━━ Records for the exercise

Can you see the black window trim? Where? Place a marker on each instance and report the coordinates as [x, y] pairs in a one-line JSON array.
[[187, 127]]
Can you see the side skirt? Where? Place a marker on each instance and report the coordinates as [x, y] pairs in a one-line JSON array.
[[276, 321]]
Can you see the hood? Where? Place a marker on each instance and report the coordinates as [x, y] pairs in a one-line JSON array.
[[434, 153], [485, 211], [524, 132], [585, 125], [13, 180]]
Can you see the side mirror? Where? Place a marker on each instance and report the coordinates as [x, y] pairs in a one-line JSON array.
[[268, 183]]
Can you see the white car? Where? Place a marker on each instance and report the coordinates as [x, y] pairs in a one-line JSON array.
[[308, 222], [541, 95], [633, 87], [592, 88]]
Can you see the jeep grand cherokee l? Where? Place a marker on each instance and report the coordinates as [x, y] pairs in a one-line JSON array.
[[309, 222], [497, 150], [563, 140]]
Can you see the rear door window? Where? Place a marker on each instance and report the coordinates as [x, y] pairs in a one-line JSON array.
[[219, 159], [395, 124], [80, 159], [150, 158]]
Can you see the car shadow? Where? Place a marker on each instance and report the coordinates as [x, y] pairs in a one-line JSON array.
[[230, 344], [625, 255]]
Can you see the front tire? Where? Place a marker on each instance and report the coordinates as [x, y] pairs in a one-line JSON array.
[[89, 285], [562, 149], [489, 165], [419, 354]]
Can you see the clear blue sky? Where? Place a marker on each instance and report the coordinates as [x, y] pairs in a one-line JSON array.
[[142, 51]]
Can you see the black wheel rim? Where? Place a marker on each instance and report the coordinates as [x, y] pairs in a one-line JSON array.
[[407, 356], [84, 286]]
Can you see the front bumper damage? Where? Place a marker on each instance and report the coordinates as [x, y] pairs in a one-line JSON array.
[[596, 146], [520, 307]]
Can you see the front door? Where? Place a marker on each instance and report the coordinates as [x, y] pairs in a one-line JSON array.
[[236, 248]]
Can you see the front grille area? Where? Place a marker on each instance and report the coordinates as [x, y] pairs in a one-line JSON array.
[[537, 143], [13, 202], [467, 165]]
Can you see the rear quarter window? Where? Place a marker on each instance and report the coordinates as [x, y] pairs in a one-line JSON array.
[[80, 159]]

━━━━

Problem statement. Output every entry word for word.

Answer to this problem.
Can you see the black window trim? Where? Place a marker on each instance and report the coordinates as [x, y] pairs in a one-line JSON array.
[[187, 127]]
Can you see the side skirt? Where? Place a marker on each instance and report the coordinates as [x, y] pairs in a one-line JSON array.
[[276, 321]]
Can you see the hood? Where? Place a marker on each instance and report the coordinates as [x, y] pairs in a one-line JSON array.
[[434, 153], [485, 211], [524, 132], [585, 125], [13, 180]]
Can you see the side mirror? Where? Place a marker on each instance and report the coordinates as [x, y] pairs in a one-line JSON array.
[[268, 183]]
Can you see the white car? Where? Place a marker on each instance and report the coordinates as [x, y] pairs in a one-line JSON array.
[[308, 222], [541, 95], [633, 87], [592, 88]]
Can you see the jeep grand cherokee l? Where? Place a marker on each instance and report the coordinates as [x, y] pairs in a one-line JSON array.
[[309, 222], [497, 150], [563, 140]]
Can you see the rear door window? Where? Place a marker on each instance and report the coordinates as [x, y] pairs in a one-line JSON array.
[[219, 159], [395, 124], [80, 159], [150, 158]]
Can you see the car shadow? Where? Place a marker on each instance and report the coordinates as [x, y] pairs in a one-line JSON array.
[[230, 344], [625, 255]]
Can you see the front tire? Where? Place a marker on each instance and report the coordinates as [x, y] pairs in a one-line JSON array.
[[89, 285], [562, 149], [489, 165], [419, 354]]
Can you see the clear blue sky? Where? Place a marker on each instance and report the coordinates as [x, y] pairs in a one-line JSON array.
[[142, 51]]
Can you see the black wheel rim? Where? Place a marker on each instance and report the coordinates as [x, y] pairs in a one-line JSON array.
[[407, 356], [84, 286]]
Can you see the front bumper damage? Where? Place a marker on each instance and report the coordinates as [x, y] pairs in a one-line JSON array.
[[596, 146], [520, 307]]
Can you see the front door? Where? Place a marker on each instance and report the coordinates as [x, y] pairs in a one-line JSON array.
[[236, 248]]
Can you see the front grille area? Where? Place a marker on each instance and report the coordinates as [x, y] pairs in a one-line JSON array.
[[537, 143], [13, 202], [467, 165]]
Can you see the rear quarter window? Where? Place a marker on each instance and report the coordinates as [x, y] pairs in a one-line JSON array.
[[80, 159]]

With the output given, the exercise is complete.